Exercise brief: Copy out every line of the data that follows, exactly.

Provided data:
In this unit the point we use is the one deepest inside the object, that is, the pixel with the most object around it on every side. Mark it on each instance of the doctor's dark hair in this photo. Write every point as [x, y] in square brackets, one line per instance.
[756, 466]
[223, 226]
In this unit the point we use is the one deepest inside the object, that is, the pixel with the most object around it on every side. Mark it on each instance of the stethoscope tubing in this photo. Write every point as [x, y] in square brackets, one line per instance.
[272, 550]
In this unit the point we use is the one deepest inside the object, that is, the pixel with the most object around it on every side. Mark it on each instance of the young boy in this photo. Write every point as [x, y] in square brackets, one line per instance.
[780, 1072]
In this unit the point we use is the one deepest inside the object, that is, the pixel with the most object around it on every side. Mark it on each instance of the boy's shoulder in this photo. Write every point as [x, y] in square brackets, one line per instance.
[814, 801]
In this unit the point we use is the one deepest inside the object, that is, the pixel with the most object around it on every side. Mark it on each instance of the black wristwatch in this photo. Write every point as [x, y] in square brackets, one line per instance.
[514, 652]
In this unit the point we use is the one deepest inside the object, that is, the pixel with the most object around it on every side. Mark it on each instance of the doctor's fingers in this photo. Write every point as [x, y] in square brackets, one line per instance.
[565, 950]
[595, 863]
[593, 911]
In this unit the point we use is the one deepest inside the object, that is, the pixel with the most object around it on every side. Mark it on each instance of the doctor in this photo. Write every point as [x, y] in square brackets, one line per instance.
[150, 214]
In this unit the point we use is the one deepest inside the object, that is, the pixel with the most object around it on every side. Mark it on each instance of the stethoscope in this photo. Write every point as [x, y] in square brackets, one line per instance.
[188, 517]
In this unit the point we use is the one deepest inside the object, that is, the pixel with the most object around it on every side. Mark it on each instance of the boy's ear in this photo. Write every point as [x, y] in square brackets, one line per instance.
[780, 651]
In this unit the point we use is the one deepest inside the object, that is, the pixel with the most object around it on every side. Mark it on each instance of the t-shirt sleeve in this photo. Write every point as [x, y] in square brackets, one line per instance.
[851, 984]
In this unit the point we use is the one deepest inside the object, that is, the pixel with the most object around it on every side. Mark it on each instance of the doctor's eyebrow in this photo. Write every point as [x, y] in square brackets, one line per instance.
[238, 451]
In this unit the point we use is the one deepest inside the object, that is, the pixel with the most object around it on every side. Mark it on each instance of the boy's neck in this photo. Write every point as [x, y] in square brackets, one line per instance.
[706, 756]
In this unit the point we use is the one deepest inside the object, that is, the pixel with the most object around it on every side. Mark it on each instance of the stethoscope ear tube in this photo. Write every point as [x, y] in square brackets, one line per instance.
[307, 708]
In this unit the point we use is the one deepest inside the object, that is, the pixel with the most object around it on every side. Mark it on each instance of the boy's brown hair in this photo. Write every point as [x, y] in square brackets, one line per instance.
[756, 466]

The answer:
In this unit the point we use is the one deepest inside the object, that is, the pixel with the most object around it on every side. Mark it on each instance of the doctor's dark hair in this photo. Write every point as [x, y] in square brackets, one line per instance.
[756, 466]
[223, 226]
In this unit the point we use is the one deepest inside the object, that is, the pixel with the most object around it on every side. Mark it on each instance of the stethoscope tubing in this photo. Write every point as [x, y] in square brackets, one line per instance.
[272, 550]
In this unit the point we use is the one deepest inside the object, that is, the pixel with the most object around it on every side. Mark it on each instance of the young boy in this photo. Write every point as [x, y] in square brackets, one line per instance.
[780, 1072]
In this unit the point we use is the one deepest inside the object, that is, the pixel with the most object around it on every side. Mark it on each instance of the boy's shoulder in this photo. Write every point as [x, y] in square brackets, one line per instance.
[814, 801]
In this unit the point we use is the one deepest inside the object, that is, the pixel with the most object around it on every side. Mark it on each instance of the black wristwatch in this photo. Write every point as [x, y] in square brackets, one line per instance.
[514, 652]
In this unit the point we use is the one deepest inside the object, that is, the pixel with the most object around it on every side. Mark it on each instance of the doctor's fingers in this photo. Write every point as [x, y] in square brackets, one line per instance.
[565, 950]
[595, 863]
[593, 911]
In this unit the point we use is the one deepest inside the object, that is, the pixel with the most object around it on every side. Mark it on each instance of the doctor in this photo. Write every point as [x, y] in square brackets, one line per instance.
[150, 214]
In this unit the point we use is the one deepest inside the object, that is, the pixel with the most object around it on every side. Mark it on each instance of the stethoscope in this photo. Write every point as [x, y] in square brackets, one line per instance.
[188, 517]
In this unit the point we use is the one deepest inside the object, that is, the pixel with the most object around it on every side. Mark it on each instance of the boy's ear in this photo. Write every point as [x, y] in square brackets, one line per instance.
[780, 651]
In this unit the point we use is the one deepest inside the object, that is, the pixel with the most object around it on every side. Mark it on each instance of the t-shirt sleeve in this photo. Write every point as [x, y] in square brackets, one line per instance.
[851, 984]
In this unit the point we use is the one deepest inside the object, that is, the pixel with the most object around it on every side. Mark it on each instance of the doctor's eyebrow in this photo. Write every point as [x, y] in square brackets, one line per instance.
[238, 451]
In this unit the point we use is the one deepest inside the object, that is, the pixel with the most object around it on every side. Mark it on each instance of the boy's neck in this photo. Write every point as [x, y] in square brackets, one line per instance.
[706, 756]
In this unit the point we use is the one deepest inside the object, that is, the pixel with the most object around it on every side. Mark it on each instance of the stethoscope ear tube in this photo. Write every point as [x, y] in square brackets, one line per instance.
[307, 708]
In this unit the point we use is the one deepest inside the object, that is, the pixel with the most object around it on every side. Mark it on each instance of the boy's brown hair in this photo. Write every point as [x, y] in square brackets, one line per instance.
[756, 466]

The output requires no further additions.